[Start Passage given]

Dear readers! First off, I would like to wish you a happy New Year! May the upcoming year be full of joy, good health, peace and creativity. I'd like also to apologize for not blogging, and not responding to emails and comments lately - I've been too busy with my classes.
November 28, 2010
To continue the subject of Hanukkah-themed recycling crafts I started in the previous post, I'm sharing another Hanukkah Menorah idea. This one is made of recycled paper using the paper quilling technique from 1/4"- and 3/8"-wide strips (0.5cm and 1cm). First I planned to paint it silver, but then decided to leave it as is. This Menorah is approximately 5 inches (12.5cm) in height, I think it may be called "Mega-quilling" compared to the miniature quilled Hanukkah Menoras I made last year.
Happy Hanukkah! חג אורים שמח
November 26, 2010
Very soon, at the beginning of December, Jewish people around the world will be celebrating the holiday of Hanukkah. Candles, Hanukiyot (Hanukkah Menorahs / Hanukkah lamps), doughnuts and dreidels (spinning tops) are being sold everywhere in Israel.
November 8, 2010
Nuphar lutea or Yellow water-lily is a genus of aquatic plants. It grows in ponds and slow-moving rivers, native to Eurasia and North America, but can be also found here in Israel. Nuphar blooms in spring and early summer.
October 13, 2010
A new baby was born to the family of mice-lovers, our friends I already made a 3D quilled mouse for. First I wanted to quill a traditional baby carriage or cradle for them on this special occasion, but on second thought found a better idea — a family of mice with a newborn baby mouse. Look how this loving couple have their tails interwoven and how tenderly they are holding their baby :) The father looks so proud!
October 1, 2010
I've been creating three-dimensional quilling recently. This is one of my new miniatures — a quilled tea set and a cupcake with cherry. The set includes a tiny teapot, cup, and saucer. I often saw similar designs on the Internet, but had never thought of making one myself. However, the idea came in handy when I needed to make a gift. I knew it had to be something other than flowers, and a decorative tea set seemed to fit the bill perfectly. I quilled also a cupcake to make the whole set more lively.
September 22, 2010
The praying mantis is an amazing insect who has been always fascinating me. Some time ago I was visiting Tikotin Museum of Japanese Art in Haifa when I saw a beautiful box decorated with an image of two praying mantises. The full title reads "Stationery box (Suzuri Bako), 18th c. Flowers and two praying-mantises. Lacquered wood. Design in gold hiramaki-e and mother-of-pearl inlay. Tikotin collection". This experience has become the catalyst for my decision to make a quilled praying mantis.

[End Passage given]
[Start Listing]

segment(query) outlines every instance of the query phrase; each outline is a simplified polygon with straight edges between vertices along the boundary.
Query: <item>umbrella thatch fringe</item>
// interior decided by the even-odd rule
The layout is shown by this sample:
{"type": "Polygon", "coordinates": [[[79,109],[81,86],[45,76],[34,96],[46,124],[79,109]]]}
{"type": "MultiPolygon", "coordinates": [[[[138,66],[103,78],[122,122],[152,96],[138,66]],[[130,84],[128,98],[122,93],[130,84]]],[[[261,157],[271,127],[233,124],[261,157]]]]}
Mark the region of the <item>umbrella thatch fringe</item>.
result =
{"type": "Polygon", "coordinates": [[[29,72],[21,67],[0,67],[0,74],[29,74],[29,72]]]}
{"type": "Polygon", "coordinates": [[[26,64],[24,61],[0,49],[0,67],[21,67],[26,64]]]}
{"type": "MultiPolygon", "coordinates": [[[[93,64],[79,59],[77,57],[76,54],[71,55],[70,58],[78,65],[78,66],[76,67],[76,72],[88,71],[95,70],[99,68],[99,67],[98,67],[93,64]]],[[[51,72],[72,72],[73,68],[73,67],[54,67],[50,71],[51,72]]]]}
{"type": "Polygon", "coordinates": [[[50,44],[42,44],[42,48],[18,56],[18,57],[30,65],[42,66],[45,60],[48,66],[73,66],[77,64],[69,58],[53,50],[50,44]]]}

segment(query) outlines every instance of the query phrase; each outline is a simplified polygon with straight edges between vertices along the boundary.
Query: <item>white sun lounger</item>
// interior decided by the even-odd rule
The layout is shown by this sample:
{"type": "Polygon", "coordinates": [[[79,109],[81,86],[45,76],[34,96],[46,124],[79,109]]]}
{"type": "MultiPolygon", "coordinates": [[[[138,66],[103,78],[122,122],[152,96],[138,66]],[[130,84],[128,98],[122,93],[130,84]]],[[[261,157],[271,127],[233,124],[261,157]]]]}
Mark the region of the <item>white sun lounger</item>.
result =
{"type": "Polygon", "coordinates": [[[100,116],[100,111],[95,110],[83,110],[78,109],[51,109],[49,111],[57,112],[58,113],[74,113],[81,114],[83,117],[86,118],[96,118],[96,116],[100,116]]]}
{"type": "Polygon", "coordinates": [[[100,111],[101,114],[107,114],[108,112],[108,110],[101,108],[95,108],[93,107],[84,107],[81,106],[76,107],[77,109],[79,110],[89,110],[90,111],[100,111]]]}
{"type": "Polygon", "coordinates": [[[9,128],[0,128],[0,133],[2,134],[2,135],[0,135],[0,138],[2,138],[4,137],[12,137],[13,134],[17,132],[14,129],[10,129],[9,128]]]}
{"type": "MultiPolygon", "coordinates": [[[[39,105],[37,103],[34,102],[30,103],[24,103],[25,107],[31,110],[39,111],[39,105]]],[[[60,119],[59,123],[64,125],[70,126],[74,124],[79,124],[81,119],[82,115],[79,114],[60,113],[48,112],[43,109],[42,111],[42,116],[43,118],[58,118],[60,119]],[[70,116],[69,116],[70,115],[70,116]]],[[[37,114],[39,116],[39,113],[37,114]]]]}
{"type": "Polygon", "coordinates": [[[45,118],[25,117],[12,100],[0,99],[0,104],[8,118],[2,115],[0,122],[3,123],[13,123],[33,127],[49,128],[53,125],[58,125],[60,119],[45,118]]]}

[End Listing]

In the quilling blog posts above, about how tall is the Menorah made from recycled paper?

> _Response to the exercise_: About 5 inches (12.5 cm).